■ **WHAT YOU WILL DO**: In the listing below, locate the lines bearing the word "black". Copy every one of them.

■ **DATA SHOWN**:
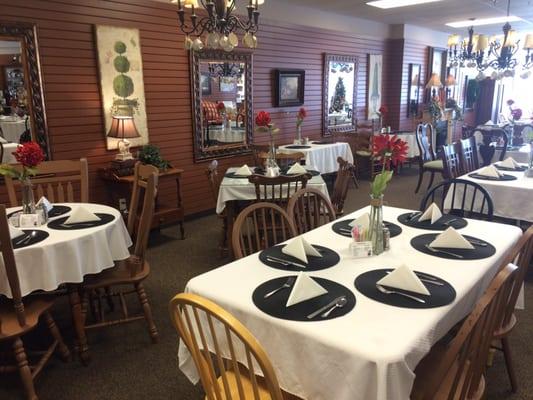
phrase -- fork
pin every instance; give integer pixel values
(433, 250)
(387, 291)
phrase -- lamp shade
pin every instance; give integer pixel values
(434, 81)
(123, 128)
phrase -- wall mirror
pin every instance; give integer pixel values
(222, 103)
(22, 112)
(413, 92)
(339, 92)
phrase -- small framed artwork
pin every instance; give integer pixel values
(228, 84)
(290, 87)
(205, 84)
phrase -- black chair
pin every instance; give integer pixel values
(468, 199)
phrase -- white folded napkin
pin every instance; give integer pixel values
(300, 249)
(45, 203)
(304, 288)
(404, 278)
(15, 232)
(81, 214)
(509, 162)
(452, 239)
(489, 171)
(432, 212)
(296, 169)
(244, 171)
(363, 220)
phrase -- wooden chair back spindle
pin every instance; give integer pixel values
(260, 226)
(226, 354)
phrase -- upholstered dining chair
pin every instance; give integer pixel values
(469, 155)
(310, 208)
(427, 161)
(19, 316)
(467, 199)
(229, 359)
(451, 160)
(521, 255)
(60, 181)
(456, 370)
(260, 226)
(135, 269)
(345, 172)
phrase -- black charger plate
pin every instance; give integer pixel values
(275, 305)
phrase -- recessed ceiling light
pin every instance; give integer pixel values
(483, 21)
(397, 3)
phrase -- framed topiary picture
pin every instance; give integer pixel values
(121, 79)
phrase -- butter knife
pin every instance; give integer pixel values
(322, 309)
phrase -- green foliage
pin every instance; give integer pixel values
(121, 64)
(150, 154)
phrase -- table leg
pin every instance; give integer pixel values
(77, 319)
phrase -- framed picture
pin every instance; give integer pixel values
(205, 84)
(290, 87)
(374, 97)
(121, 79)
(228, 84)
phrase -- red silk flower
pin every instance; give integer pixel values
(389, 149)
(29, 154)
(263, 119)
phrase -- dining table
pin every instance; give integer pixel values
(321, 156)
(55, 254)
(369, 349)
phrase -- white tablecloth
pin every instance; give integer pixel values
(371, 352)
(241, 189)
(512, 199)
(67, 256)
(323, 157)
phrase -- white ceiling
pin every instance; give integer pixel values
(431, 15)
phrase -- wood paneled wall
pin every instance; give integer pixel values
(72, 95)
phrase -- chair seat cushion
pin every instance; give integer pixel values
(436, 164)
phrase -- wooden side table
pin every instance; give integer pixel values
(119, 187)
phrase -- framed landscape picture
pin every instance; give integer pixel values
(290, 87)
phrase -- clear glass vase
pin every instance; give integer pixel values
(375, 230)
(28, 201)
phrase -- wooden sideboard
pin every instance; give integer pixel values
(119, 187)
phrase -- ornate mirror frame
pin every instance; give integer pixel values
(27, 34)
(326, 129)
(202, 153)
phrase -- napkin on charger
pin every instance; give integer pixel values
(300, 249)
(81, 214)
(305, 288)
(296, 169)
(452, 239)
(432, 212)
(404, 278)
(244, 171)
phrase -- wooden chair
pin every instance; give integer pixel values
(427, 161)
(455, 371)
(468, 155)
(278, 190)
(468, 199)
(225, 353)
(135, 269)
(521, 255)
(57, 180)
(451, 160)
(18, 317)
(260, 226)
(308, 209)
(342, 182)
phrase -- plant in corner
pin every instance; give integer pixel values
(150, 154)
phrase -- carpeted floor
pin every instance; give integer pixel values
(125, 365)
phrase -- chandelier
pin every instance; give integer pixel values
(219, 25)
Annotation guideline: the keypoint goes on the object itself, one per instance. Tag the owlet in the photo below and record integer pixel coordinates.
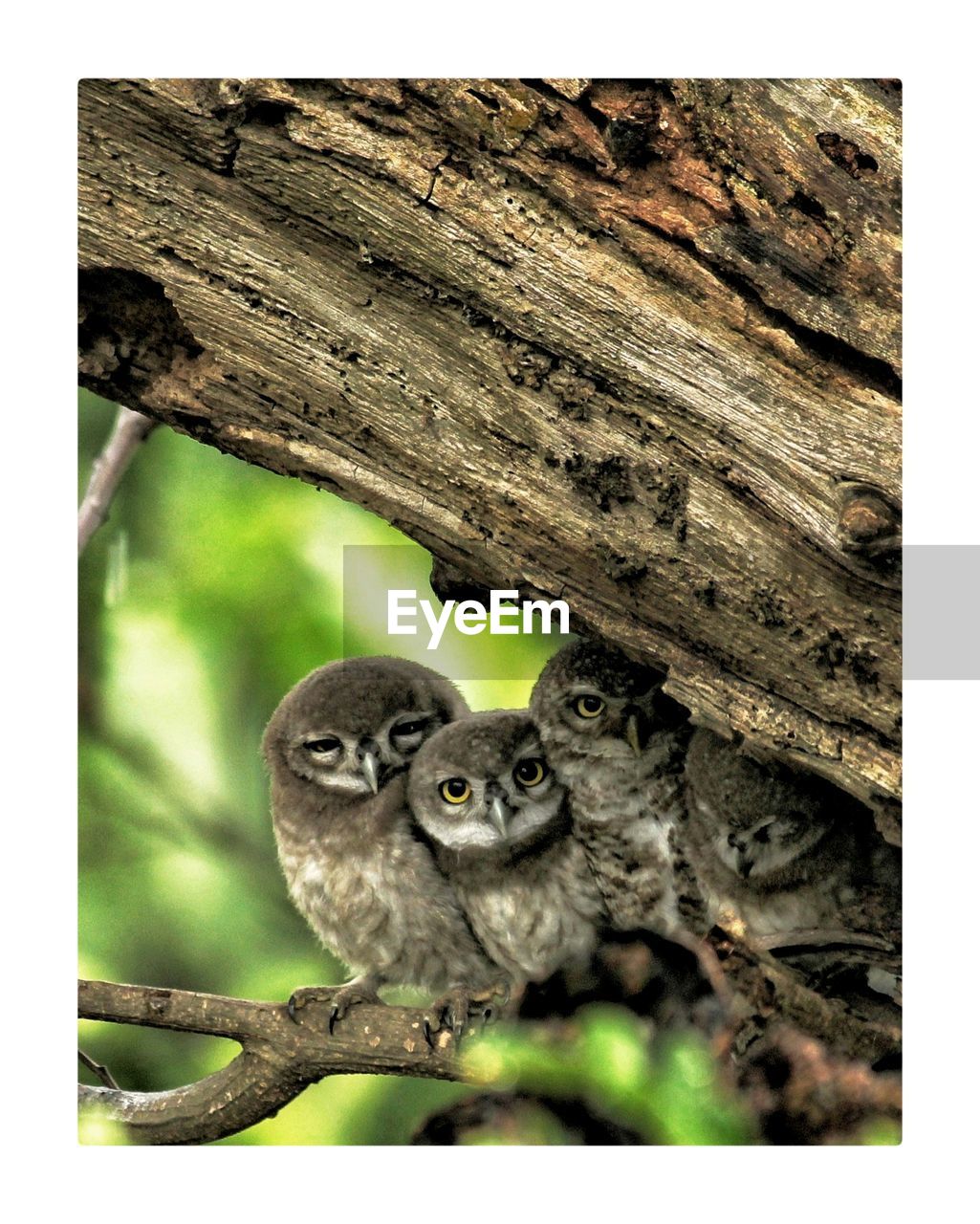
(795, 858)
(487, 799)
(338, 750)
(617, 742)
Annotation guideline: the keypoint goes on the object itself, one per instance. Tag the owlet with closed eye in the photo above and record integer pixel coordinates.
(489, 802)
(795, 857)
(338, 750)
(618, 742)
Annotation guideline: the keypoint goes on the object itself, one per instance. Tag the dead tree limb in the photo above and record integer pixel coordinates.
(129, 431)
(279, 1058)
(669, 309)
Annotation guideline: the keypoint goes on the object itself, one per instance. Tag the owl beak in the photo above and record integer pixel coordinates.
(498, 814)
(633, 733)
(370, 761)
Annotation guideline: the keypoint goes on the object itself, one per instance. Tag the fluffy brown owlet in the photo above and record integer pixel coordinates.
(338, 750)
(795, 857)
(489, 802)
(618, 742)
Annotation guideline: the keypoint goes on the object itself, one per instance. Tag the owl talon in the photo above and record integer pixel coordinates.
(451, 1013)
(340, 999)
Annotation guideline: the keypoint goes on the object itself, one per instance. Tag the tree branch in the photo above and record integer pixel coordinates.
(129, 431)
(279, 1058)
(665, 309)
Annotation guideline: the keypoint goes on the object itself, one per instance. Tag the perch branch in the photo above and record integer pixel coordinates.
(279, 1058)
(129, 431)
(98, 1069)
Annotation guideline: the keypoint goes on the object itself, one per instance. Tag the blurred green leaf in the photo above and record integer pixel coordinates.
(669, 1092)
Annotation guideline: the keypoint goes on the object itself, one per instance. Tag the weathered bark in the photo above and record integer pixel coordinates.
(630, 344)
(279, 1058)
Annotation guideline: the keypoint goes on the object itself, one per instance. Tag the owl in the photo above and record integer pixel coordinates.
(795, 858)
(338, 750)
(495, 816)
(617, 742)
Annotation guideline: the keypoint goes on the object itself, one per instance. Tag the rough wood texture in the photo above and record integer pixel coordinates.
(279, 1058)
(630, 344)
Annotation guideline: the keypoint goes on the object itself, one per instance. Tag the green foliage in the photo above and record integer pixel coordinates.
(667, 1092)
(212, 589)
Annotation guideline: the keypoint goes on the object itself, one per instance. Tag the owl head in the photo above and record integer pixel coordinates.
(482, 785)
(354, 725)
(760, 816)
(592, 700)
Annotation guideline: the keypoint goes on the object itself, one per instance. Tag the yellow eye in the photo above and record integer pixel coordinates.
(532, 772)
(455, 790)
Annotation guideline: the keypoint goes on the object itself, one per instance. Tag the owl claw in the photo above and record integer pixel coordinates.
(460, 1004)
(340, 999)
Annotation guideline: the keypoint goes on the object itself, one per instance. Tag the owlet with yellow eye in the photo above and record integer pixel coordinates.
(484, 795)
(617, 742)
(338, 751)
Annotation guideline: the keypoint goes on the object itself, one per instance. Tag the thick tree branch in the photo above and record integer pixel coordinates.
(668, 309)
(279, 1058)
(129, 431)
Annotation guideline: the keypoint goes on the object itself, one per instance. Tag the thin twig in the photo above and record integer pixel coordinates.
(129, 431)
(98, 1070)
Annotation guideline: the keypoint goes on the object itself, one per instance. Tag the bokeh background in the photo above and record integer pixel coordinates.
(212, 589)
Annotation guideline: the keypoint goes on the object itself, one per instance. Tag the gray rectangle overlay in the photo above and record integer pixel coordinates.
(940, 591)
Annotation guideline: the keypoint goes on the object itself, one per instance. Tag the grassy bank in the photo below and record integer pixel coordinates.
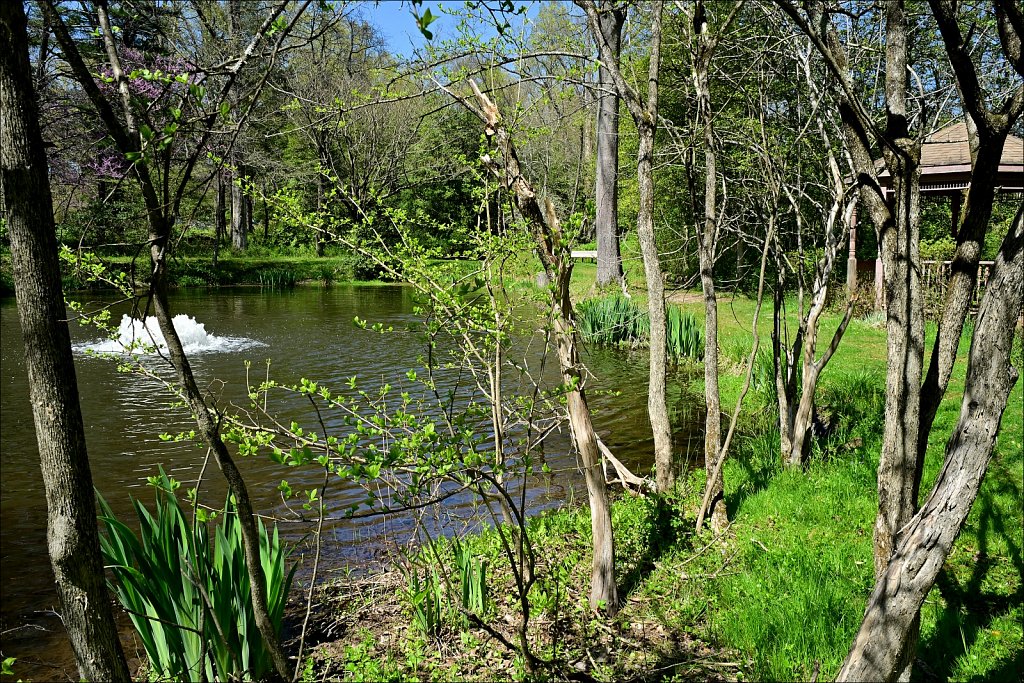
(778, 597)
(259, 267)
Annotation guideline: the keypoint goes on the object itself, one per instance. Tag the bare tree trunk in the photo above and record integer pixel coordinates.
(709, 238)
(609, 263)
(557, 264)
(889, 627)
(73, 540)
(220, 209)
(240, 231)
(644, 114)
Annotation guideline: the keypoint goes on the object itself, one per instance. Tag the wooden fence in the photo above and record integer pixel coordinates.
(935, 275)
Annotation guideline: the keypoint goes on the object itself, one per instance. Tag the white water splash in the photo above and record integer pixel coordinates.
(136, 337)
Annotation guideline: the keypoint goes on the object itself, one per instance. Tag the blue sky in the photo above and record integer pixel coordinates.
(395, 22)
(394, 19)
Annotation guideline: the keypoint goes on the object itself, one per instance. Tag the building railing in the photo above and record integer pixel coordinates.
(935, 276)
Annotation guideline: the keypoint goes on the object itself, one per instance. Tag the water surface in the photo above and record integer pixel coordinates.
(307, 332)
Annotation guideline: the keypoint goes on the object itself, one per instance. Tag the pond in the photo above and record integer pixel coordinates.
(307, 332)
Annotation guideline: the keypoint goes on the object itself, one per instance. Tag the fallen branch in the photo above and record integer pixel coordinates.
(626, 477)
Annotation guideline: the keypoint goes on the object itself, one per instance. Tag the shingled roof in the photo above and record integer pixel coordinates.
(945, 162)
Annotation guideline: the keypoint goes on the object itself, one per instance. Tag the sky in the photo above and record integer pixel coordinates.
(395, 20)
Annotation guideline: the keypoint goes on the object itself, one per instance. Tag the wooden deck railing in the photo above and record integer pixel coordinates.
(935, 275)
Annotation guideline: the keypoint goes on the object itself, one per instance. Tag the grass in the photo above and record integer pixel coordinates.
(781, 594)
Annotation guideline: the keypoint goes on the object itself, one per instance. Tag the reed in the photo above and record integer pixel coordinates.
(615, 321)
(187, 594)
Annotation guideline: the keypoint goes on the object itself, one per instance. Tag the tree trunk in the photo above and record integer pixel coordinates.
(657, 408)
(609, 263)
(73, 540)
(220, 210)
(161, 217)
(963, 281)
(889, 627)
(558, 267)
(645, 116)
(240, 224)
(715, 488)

■ **ANSWER TO THE PROBLEM**:
phrase -- black chair
phrase -- black charger plate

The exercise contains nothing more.